EXERCISE: How many lines in the rows below contain the word "would"? Reply with the number alone.

(Data items)
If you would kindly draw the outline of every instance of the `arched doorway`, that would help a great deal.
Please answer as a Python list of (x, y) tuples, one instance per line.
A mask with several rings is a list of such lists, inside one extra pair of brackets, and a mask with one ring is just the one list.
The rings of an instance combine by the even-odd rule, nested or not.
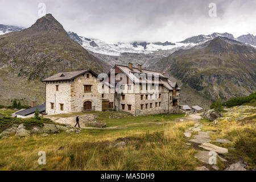
[(84, 110), (92, 110), (92, 102), (86, 101), (84, 102)]

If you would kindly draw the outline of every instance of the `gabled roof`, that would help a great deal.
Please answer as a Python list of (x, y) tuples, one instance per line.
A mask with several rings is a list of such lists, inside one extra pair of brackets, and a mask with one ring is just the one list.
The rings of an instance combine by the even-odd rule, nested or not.
[(181, 106), (182, 106), (182, 109), (185, 109), (185, 110), (188, 110), (188, 109), (190, 110), (190, 109), (191, 109), (191, 107), (189, 107), (187, 105), (181, 105)]
[(200, 106), (193, 106), (192, 108), (195, 109), (196, 110), (201, 110), (203, 109), (202, 107), (201, 107)]
[[(175, 84), (172, 84), (172, 82), (171, 82), (170, 81), (170, 80), (169, 79), (168, 79), (167, 77), (166, 77), (163, 74), (162, 74), (161, 73), (160, 73), (159, 72), (149, 70), (149, 69), (142, 69), (141, 71), (139, 71), (137, 68), (133, 68), (133, 69), (131, 70), (127, 66), (125, 66), (125, 65), (115, 65), (113, 67), (113, 69), (114, 69), (115, 67), (118, 67), (121, 71), (122, 71), (123, 72), (123, 73), (125, 73), (126, 75), (126, 76), (128, 77), (128, 78), (129, 78), (131, 80), (132, 80), (134, 82), (140, 82), (142, 81), (141, 80), (140, 81), (139, 78), (138, 78), (134, 74), (138, 73), (139, 75), (141, 75), (142, 73), (144, 73), (146, 75), (152, 75), (152, 76), (154, 76), (154, 74), (158, 74), (159, 78), (162, 77), (162, 78), (167, 78), (167, 81), (160, 80), (160, 79), (159, 80), (159, 84), (160, 85), (163, 85), (167, 89), (168, 89), (170, 90), (173, 90), (172, 88), (174, 88), (174, 87), (172, 87), (171, 85), (174, 85), (174, 87), (175, 87), (175, 85), (176, 85), (176, 82)], [(109, 72), (109, 74), (110, 73), (110, 72)], [(147, 80), (146, 78), (144, 79), (143, 79), (143, 80), (142, 80), (142, 81), (144, 82), (147, 82), (147, 83), (154, 83), (154, 82), (152, 80)]]
[(70, 81), (87, 72), (89, 72), (97, 77), (98, 75), (90, 69), (80, 70), (74, 72), (61, 72), (48, 77), (42, 81)]
[(39, 105), (38, 106), (23, 110), (21, 111), (16, 112), (16, 114), (22, 115), (27, 115), (33, 114), (36, 110), (36, 108), (38, 109), (39, 113), (43, 113), (46, 111), (46, 104)]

RESPONSE TO THE TASK: 2